11.19.07

Reaping What I Sow

Posted in NaNoWriMo, Rants, Shameless Self-Promotion, Writing at 5:07 am

As noted on the Twitter feed last night, I came up with a title for the current NaNo, here at about the halfway point through the plot. Ladies and gentlemen, I present to you the name of my next work (until I decide something else works better): Harvesting Blueberries.

The title came about due to blueberries coming up on two separate occasions in the course of conversation within the book, as well as having some relevance to a handful of plot elements (to give the most obvious one, troubled children = “blue berries”, but that’s a superficial connection– there are more, now that I think about it). Also, some interesting facts about true blueberries: they’re native to the northeast United States (the story’s set in Pittsburgh), they’re harvested throughout summer (the story takes place in late August), and the plants resist fire well, regenerating quickly after wild burns (the story centers on the recovery of a handful of abused gifted children in an experimental foster home). There are other species of berry that are indeed blue, which are native to Europe, but a genuine blueberry has white flesh with blue skin, while other species are blue throughout. It might seem a little pretentious to try to assign too much meaning to the title at this point, but it just fits, based on what I’ve written and what I have planned.

### [TASKS]
1 - In the blog post about the novel's title, what city is the story set in?
2 - Carry on the blog post about the novel's title from its last sentence.

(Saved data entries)
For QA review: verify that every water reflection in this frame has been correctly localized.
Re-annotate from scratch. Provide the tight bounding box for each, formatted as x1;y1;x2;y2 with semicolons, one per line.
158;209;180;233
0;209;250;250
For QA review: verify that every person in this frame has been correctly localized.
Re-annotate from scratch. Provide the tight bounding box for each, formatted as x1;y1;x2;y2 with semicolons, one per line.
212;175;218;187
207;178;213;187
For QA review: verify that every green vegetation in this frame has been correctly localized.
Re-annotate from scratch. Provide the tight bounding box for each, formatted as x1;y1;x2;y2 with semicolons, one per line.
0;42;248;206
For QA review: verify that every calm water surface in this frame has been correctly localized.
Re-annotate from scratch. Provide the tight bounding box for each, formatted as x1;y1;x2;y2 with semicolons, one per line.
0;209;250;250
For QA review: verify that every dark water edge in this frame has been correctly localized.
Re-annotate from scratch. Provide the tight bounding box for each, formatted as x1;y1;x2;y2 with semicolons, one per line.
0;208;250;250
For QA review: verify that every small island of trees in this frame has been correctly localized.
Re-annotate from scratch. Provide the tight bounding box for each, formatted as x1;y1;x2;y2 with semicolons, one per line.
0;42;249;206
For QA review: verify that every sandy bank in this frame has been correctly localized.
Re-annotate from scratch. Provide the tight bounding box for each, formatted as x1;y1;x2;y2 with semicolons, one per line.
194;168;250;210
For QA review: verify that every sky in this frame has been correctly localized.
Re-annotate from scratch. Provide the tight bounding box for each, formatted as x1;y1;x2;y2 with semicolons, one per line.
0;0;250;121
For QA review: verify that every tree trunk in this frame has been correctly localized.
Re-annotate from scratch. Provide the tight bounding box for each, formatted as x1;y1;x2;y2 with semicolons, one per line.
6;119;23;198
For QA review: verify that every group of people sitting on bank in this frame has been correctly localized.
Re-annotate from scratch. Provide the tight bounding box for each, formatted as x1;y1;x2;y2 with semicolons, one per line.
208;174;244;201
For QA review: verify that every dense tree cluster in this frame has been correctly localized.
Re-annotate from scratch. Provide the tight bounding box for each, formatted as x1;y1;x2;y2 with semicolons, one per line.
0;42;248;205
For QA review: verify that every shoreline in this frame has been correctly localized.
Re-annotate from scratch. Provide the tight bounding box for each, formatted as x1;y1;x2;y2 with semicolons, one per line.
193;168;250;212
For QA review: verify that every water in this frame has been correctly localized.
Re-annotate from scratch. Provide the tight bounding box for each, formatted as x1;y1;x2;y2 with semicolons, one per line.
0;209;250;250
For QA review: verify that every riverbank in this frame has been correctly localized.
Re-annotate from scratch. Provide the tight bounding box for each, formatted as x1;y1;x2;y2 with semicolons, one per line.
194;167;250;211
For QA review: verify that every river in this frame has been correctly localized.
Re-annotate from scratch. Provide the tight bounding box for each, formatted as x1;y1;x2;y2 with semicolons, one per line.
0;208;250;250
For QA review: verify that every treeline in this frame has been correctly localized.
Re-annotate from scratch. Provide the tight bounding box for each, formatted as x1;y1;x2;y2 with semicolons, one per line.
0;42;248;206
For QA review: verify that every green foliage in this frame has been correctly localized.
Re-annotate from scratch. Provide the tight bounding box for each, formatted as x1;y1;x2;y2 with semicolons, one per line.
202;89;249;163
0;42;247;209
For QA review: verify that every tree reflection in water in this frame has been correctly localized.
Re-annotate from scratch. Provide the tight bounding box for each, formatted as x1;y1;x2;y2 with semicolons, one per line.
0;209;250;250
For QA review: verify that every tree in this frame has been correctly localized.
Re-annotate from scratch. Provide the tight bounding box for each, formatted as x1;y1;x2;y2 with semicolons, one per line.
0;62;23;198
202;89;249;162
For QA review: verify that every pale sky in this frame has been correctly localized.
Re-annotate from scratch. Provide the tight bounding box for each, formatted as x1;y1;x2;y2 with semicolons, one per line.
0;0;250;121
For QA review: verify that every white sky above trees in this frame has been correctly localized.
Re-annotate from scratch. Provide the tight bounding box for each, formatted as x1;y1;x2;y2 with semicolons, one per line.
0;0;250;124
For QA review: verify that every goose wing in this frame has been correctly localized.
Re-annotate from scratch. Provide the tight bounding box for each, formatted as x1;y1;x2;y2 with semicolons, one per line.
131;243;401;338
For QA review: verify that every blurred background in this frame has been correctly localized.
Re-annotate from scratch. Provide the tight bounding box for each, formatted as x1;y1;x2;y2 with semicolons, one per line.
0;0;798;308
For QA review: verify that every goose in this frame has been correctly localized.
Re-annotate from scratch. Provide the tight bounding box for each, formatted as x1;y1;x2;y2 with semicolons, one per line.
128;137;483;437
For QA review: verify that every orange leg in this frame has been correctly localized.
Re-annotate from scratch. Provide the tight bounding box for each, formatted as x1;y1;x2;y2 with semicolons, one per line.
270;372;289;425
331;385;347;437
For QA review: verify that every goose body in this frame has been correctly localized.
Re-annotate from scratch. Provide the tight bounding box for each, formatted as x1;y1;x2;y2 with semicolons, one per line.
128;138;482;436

### [YOUR RESPONSES]
1 - Pittsburgh

2 -
Besides, I like blueberries. And the title doesn’t seem to have been used for a fiction book yet anyway. So, hopefully, this will work out.

I’m trying to make sure it doesn’t turn out to be too sappy or overly saccharine; it’s really, REALLY easy to throw easy pitches to the protagonists in a story that centers on child abuse. Someone I spoke to yesterday afternoon remarked that it was unusually dark subject matter for me, and to be completely honest, it really is. I’d just finished the description of the extent of the abuse on the primary victim, and it made me uncomfortable even writing about it. That’s a fascinating thing about being a writer; I can see such a horrifying thing in my mind, and I know that I have to work through my revulsion and document it as clinically as a coroner and as poetically as a reporter. Knowing that that’s what I have to do doesn’t make it any easier, mind you, but it does give me the resolve I need to actually do it.

And it also inspires me to beat the f#%$ out of anyone who would dare raise a hand in true anger against a child. Which can’t be a bad thing, really.

Aaaaaanyway. That’s that, really. Catch you gys tomorrow.